* [VORGEGEBENER TEXT]:
Hörhilfe
: Schlecht geschlumpft

■ Eine All-Star-Annäherung: 23 Krimiautoren lesen Friedrich Glauser

Vielleicht konnte er es schon immer. Vielleicht hat er es Anfang der zwanziger Jahre gelernt, als er sich in die Welt der Dadaisten stürzte und eigene, klingende Gedichte schrieb. Oder später in Bern, als er in die Musikerin und Tanzlehrerin Beatrice Gutekunst verliebt war. Vielleicht hat Friedrich Glauser das Hören aber auch während seiner zahlreichen Aufenthalte im Irrenhaus gelernt, wo er während des Drogenentzugs einsam in die Welt hinauslauschte.

„Es war still in der Zelle. Draußen tschilpten Spatzen. Im Hof unten sang ein kleines Mädchen mit dünner Stimme: ,O du liebs Engeli ...‘“, heißt es an einer Stelle in seinem Kriminalroman „Schlumpf Erwin Mord“, der in Gerzenstein spielt – dem „Dorf der Läden und Lautsprecher“. Die Story: Der Handelsreisende Wendelin Witschi ist im benachbarten Wald erschossen worden, Wachtmeister Studer soll den Mord aufklären, und Glauser läßt ihn erst einmal zuhören. „Das Dorf Gerzenstein liebt Musik ...“, stellt Studer fest.

Der Schweizer Schriftsteller Friedrich Glauser liebte die Töne und Klangfarben der Sprache, die er meist ganz überraschend in seine Sätze hineinzauberte. Plötzlich redet Studer „in seinem schönsten Hochdeutsch“, um einem Vorgesetzten gegenüber seine ganze Verachtung auszudrücken, oder ein alter Mann gibt „Laute von sich, ähnlich denen eines Katers, der nicht weiß, ob er behaglich schnurren soll oder spuckend auf den Störenfried losfahren“. Man könnte meinen, daß so ein sprechendes Buch gut zum Vorlesen taugt.

Das haben sich wohl auch die Autoren vom „Syndikat“ gedacht. Der Verband der deutschsprachigen Krimischriftsteller hat Glauser ja bekanntlich als Ahnherren vereinnahmt und vergibt darum zum Beispiel regelmäßig den „Glauser“-Preis für den besten auf deutsch geschriebenen Krimi.

Weil Friedrich Glauser vor 60 Jahren, am 8. Dezember 1938, gestorben ist, haben jetzt 23 „Syndikats“-Mitglieder von Felix Huby über Ingrid Noll bis zu Frank Göhre jeder ein Kapitel aus dem „Schlumpf“ gelesen. Daraus sind sechs CDs geworden – mit einem dünnen Booklet als Beigabe, in dem allerdings mehr über die tollen Einfälle des „Syndikats“ und seine Autoren zu lesen ist als über Friedrich Glauser.

[Einträge eines Zeige-Datensatzes]
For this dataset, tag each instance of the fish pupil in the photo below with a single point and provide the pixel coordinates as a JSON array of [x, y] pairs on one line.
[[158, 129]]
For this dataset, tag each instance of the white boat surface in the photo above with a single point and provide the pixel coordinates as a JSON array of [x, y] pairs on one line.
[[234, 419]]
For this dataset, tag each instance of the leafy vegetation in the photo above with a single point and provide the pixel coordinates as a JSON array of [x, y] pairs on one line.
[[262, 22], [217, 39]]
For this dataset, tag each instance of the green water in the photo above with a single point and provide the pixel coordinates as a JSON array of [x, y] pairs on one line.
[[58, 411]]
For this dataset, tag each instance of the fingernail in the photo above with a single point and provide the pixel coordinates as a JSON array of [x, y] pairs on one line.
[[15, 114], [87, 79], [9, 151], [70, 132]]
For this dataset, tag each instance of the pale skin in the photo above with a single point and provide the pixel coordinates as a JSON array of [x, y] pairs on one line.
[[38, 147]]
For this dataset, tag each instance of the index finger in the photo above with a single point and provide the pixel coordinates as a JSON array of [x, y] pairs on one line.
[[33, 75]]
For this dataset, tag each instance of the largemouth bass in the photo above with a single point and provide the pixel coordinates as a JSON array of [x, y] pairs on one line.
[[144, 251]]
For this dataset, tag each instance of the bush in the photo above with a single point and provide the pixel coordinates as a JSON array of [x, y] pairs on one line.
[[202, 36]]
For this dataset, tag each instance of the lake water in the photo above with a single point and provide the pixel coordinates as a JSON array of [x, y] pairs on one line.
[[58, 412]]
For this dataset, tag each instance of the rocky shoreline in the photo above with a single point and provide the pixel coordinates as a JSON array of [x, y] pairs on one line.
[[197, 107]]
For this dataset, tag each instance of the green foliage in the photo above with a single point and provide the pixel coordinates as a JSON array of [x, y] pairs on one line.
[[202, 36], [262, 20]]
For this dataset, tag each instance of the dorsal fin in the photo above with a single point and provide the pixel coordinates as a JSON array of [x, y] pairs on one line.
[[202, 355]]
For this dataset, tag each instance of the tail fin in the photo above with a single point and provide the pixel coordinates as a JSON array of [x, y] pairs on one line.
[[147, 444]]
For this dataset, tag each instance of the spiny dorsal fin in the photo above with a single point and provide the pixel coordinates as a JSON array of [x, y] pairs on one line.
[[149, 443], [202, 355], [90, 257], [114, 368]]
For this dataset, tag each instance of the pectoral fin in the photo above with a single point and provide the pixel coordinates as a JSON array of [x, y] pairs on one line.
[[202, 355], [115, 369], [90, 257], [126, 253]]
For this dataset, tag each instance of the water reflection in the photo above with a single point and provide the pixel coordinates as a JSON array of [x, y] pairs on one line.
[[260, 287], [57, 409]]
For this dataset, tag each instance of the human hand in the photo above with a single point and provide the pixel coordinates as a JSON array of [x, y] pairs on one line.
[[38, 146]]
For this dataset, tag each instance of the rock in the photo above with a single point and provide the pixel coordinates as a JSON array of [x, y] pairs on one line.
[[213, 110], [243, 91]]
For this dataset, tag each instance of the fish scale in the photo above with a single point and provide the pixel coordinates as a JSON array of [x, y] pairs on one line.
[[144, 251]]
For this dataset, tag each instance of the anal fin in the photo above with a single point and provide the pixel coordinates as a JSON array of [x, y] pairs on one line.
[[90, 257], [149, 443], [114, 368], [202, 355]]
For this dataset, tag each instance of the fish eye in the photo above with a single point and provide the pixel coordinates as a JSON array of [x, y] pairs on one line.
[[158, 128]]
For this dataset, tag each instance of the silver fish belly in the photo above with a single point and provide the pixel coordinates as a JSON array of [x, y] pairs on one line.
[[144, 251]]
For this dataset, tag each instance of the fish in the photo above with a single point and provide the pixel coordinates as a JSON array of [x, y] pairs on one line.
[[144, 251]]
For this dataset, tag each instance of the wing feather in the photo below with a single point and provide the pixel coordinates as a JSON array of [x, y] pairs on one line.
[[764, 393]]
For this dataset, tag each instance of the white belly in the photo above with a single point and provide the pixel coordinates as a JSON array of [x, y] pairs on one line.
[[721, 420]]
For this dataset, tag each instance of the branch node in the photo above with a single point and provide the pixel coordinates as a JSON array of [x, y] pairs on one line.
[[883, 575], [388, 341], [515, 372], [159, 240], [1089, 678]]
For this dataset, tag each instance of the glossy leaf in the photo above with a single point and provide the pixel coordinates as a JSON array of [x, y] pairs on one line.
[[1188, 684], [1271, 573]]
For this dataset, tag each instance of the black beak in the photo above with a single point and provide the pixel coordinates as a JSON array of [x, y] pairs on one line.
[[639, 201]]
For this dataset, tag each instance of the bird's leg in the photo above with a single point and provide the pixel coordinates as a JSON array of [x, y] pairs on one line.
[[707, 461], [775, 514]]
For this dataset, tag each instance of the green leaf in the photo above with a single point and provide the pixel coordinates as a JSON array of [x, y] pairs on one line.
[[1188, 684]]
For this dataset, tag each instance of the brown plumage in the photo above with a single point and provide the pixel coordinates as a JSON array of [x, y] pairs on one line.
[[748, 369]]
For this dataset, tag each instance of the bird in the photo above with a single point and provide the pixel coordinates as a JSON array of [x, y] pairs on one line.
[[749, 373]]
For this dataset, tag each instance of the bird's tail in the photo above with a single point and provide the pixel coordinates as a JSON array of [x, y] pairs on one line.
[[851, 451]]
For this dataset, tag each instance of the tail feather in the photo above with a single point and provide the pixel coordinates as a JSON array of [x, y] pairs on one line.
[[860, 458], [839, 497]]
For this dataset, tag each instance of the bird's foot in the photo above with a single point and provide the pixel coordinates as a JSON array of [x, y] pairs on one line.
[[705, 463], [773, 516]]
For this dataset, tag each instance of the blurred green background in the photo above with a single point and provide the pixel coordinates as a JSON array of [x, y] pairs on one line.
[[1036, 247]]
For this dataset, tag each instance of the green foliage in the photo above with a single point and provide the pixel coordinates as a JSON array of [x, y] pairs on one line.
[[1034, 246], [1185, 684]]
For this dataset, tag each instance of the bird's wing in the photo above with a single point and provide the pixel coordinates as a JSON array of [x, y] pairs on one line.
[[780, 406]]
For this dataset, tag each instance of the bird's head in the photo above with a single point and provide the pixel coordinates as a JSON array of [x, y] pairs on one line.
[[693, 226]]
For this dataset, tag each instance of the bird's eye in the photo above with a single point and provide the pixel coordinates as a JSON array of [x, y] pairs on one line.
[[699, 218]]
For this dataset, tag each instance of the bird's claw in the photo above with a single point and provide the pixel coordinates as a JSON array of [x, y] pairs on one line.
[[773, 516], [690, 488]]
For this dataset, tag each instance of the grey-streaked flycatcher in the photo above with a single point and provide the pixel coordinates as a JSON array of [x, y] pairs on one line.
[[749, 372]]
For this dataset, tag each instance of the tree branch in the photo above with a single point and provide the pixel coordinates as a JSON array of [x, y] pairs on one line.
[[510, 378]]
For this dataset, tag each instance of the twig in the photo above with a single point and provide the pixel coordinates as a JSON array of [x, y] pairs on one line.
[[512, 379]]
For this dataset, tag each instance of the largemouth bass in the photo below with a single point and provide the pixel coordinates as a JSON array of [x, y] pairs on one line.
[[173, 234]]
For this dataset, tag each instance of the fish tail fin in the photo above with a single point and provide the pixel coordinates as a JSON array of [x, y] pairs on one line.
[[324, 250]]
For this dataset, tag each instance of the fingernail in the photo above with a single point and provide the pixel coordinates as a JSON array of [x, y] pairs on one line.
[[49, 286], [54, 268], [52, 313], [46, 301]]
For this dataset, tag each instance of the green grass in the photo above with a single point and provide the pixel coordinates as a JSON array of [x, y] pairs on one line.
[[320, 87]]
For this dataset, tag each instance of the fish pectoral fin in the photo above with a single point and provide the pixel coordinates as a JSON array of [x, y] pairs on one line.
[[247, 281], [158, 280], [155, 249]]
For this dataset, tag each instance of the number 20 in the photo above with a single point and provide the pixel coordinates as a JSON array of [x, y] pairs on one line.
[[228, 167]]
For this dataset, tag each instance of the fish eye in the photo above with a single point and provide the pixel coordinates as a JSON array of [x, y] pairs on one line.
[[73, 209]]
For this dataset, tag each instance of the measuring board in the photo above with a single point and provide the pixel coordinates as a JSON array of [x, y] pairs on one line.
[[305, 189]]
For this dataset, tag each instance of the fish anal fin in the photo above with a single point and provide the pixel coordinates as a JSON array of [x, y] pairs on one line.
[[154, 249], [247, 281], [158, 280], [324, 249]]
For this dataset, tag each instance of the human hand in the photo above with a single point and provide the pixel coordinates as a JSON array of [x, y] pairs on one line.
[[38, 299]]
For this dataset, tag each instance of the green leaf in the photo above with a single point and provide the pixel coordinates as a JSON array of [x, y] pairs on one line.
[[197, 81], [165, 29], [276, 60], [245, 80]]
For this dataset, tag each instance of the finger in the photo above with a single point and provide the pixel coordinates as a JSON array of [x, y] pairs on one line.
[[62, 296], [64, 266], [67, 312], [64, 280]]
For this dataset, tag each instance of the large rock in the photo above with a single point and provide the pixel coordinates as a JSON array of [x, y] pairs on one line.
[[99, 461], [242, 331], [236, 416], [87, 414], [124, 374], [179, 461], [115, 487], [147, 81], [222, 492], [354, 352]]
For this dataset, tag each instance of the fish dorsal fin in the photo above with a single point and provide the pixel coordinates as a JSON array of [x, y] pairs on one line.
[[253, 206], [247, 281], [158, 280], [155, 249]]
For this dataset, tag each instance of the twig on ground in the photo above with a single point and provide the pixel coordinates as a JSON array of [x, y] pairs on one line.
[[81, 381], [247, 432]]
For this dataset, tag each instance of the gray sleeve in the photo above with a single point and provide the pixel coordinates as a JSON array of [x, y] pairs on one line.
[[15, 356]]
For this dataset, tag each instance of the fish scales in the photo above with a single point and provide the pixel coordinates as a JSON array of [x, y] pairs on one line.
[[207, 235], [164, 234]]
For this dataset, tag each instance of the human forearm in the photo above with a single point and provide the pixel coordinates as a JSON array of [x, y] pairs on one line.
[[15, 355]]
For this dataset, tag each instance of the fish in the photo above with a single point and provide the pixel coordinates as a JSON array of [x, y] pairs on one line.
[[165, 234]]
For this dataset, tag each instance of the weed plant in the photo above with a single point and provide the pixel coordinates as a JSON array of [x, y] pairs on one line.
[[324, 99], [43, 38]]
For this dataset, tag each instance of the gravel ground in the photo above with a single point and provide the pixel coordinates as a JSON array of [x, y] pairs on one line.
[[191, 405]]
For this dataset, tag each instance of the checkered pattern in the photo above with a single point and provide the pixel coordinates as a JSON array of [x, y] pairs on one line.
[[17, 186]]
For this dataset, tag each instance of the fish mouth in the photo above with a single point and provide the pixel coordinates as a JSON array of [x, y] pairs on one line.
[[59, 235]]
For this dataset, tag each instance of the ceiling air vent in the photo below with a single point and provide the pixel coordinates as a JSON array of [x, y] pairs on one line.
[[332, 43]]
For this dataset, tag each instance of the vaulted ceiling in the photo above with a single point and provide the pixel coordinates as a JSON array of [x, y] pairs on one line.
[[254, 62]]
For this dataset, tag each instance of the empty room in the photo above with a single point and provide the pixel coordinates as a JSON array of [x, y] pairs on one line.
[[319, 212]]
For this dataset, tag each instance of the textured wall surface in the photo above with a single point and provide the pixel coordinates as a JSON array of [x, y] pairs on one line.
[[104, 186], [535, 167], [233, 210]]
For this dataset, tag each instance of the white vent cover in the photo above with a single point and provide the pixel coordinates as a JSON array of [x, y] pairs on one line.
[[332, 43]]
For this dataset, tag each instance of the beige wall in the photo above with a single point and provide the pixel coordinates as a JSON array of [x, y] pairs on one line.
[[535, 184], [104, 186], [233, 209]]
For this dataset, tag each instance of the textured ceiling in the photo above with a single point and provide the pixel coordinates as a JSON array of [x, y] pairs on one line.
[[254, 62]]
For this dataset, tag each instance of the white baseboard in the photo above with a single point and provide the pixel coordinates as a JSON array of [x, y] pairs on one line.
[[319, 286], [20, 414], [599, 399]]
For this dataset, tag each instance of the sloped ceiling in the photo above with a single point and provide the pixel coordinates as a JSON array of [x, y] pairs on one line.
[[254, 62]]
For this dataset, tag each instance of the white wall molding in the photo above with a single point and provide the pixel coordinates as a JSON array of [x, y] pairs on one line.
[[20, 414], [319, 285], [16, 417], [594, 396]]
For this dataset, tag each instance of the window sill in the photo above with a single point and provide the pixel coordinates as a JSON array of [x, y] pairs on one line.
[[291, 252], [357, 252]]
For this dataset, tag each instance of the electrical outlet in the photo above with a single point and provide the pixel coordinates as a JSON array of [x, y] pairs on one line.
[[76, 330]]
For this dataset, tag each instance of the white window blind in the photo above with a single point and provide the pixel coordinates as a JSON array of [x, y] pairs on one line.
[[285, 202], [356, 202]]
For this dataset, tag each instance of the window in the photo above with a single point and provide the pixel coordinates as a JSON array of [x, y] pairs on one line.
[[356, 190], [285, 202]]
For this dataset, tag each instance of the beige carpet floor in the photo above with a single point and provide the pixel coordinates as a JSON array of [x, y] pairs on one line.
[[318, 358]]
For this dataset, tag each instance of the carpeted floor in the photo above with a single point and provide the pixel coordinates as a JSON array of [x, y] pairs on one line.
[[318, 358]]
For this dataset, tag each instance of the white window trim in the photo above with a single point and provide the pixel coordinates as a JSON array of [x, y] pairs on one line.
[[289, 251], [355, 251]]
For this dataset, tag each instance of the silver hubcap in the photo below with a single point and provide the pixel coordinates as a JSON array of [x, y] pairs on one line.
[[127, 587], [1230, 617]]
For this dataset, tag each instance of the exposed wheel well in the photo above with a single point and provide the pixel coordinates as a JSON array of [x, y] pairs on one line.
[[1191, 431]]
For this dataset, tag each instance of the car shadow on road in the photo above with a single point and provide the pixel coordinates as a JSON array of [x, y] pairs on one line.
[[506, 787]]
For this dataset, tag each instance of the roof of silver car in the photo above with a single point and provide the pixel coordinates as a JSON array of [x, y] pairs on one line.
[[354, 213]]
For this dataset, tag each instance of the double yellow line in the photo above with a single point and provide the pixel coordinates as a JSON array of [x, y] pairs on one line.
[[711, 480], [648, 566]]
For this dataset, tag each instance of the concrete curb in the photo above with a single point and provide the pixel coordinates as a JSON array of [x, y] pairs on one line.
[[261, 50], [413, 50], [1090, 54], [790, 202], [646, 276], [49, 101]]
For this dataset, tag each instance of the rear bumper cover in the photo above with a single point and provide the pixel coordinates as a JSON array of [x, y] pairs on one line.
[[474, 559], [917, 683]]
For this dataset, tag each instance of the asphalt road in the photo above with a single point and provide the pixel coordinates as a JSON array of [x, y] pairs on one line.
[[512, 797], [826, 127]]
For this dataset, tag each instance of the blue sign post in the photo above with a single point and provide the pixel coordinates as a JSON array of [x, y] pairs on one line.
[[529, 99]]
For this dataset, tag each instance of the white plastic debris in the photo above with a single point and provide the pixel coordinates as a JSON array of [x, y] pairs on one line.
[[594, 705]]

* [KURZE ÜBUNG]:
Beantworte zum Text über die Glauser-Lesung diese Fragen:
1. In welchem Ort spielt der Kriminalroman „Schlumpf Erwin Mord“?
2. Welchen Preis vergibt das „Syndikat“ regelmäßig?
3. Wie viele CDs sind aus den Lesungen der 23 Autoren entstanden?
Die Auflistung ist eigenständiges Material und gehört nicht zum Text.

* [ERGEBNIS DER ÜBUNG]:
1. In Gerzenstein.
2. Den „Glauser“-Preis für den besten auf Deutsch geschriebenen Krimi.
3. Sechs CDs.